> **FRAGESTELLUNG**
A: Wie viele Kilometer sind laut Textauszug noch zu fahren?
B: Tausche im Textauszug "Truck" gegen "Lastwagen" und gib dabei den Abschnitt zwischen "37 - steht da" und "ein Hupkonzert veranstaltet." einschließlich wieder.
C: Welche Fahrzeuge werden im Textauszug genannt?

> **TEXTAUSZUG**
○ ○ ○ ○
Ich prüfe es noch einmal. Und tatsächlich, eine leichte Brise, nicht viel, nicht stark, aber ich kann sie spüren - sie weht von achtern her an meinen Helm.

Rückenwind?
Rückenwind, hier, heute, für mich? Das, das gibt es doch gar nicht, nein, denke ich, nein, das glaube ich nicht! In den Rockies gibt es kein Rückenwind! Hier ist nichts, was es dir leichter macht! Hier hält die keiner die Tür auf, bittet dich hinein, hier macht die keiner die Steigungen weniger steil, hier bügelt keiner die Berge glatt und schon gar nicht bläst dir hier einer von hinten den Wind um die Ohren! Nein, nein und nochmals nein.

37 - steht da auf meinem Bike-Computer. Und langsam glaube ich es auch: Rückenwind. Wow!

Ich wundere mich, dass es heute Rückenwind gibt. Wo ist der Haken?

Ich komme so gut voran wie schon lange nicht mehr. Der Wind hilft mir, meine Beine frohlocken und feiern eine Messe in Speed. Ich halte mich zwar rechts auf meinem Seitenstreifen, aber ich könnte auch genauso gut eine Spur weiter links fahren. Oder meinetwegen auch auf der Überholspur - der Highway ist leer. Leer, richtig leer gefegt.

Ab und zu kommt mir ein Truck entgegen, einmal auch ein recht schäbig aussehender Kombi mit einer Horde Studenten, die ihre Arme aus den Fenstern recken, wie verrückt winken und
ein Hupkonzert veranstaltet.

Ich bin außer Atem - das schnelle Treten bei dieser Geschwindigkeit fordert seinen Tribut. Ich reiße mich zusammen, immerhin sind noch 145 Kilometer zu fahren. Ich reiße mich zusammen, schalte einen Gang runter und gehe es etwas gemütlicher an. Bei einer Banane und 32 km/h denke ich mir, bin ich trotzdem sauschnell unterwegs.

Saftiges Grün, höhe Berge. Die Rockies tischen noch ein mal alles auf.

Die Luft ist wieder so unendlich frisch. Auch hier bewege ich mich in Indianergebiet - rechts von mir fließt der Fluß, träge nun und gar nicht mehr so reißend schnell wie noch vorgestern oben am Coquihalla-Pass, und ab und zu sehe ich wieder die Hinweisschilder auf archäologische Stätten - "National Heritage - Native Village" steht dann da. Und einige hundert Meter später - "Indian Casino". Das alte Lied.

Mein Gesicht ist feucht, was von der Luft herrührt, durch die mein Liegrad schneidet. Weißer Flaum hängt über den Gipfeln der Berge, der Straßenbelag ist leicht feucht, was ich am wohligen Schmatzen meiner Reifen auf dem Asphalt hören kann. Links und rechts der Wald, er schläft, Vogelgezwitscher gehört noch nicht zur Touristenkulisse - die liegen wohl auch noch alle in ihren Nestern herum.

Nur der Speedmaschinist, der ist wieder unterwegs.

Fast gespenstisch, so ganz allein. Selbst die Vögel schlafen noch.
○ ○ ○ ○
> **BEREITGESTELLTE ANGABEN**
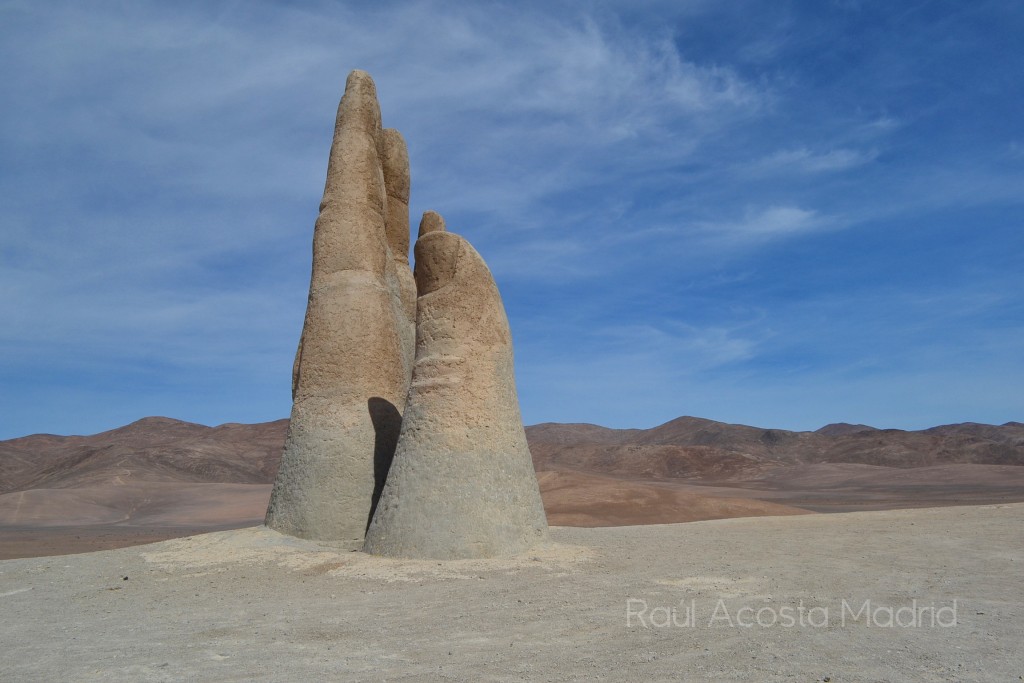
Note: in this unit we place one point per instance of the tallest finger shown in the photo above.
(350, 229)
○ ○ ○ ○
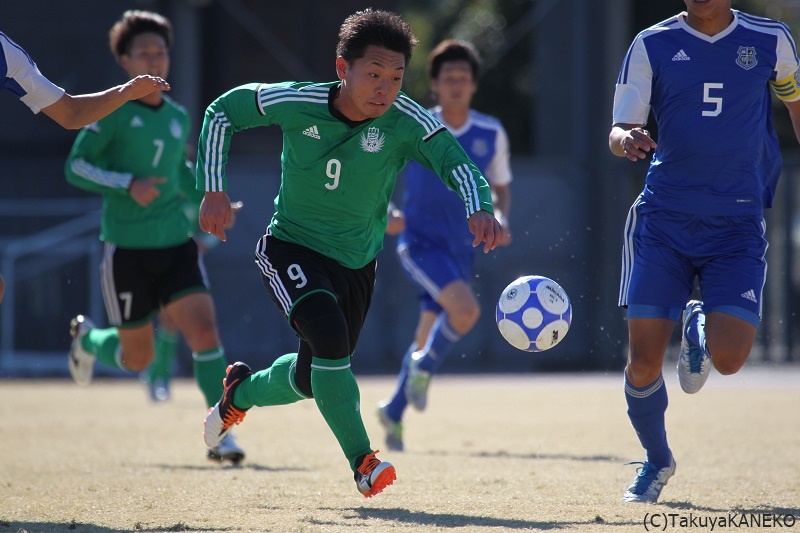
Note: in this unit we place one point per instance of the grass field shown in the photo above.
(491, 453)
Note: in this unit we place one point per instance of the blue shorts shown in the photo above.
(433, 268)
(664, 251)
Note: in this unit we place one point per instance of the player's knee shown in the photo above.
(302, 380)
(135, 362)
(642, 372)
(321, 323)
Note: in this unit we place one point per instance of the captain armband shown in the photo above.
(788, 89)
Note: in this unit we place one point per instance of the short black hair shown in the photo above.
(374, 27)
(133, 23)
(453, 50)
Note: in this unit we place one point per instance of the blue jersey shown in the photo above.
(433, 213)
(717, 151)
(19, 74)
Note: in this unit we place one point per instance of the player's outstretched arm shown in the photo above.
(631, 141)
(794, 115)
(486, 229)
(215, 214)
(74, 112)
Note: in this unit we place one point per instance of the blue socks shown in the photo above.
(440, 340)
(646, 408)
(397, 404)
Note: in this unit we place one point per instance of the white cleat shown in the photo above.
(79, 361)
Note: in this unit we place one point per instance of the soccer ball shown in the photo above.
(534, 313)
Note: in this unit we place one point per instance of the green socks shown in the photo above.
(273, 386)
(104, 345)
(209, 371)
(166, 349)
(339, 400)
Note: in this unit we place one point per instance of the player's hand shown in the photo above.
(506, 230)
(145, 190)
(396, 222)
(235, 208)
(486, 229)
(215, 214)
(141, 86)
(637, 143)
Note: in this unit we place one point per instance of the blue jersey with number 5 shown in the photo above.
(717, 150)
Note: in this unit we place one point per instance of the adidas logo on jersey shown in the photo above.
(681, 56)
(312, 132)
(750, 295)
○ ○ ○ ○
> **SCHRIFTLICHE ANTWORTEN**
A: Noch 145 Kilometer.

B:
37 - steht da auf meinem Bike-Computer. Und langsam glaube ich es auch: Rückenwind. Wow!

Ich wundere mich, dass es heute Rückenwind gibt. Wo ist der Haken?

Ich komme so gut voran wie schon lange nicht mehr. Der Wind hilft mir, meine Beine frohlocken und feiern eine Messe in Speed. Ich halte mich zwar rechts auf meinem Seitenstreifen, aber ich könnte auch genauso gut eine Spur weiter links fahren. Oder meinetwegen auch auf der Überholspur - der Highway ist leer. Leer, richtig leer gefegt.

Ab und zu kommt mir ein Lastwagen entgegen, einmal auch ein recht schäbig aussehender Kombi mit einer Horde Studenten, die ihre Arme aus den Fenstern recken, wie verrückt winken und
ein Hupkonzert veranstaltet.

C: Truck, Kombi, Liegrad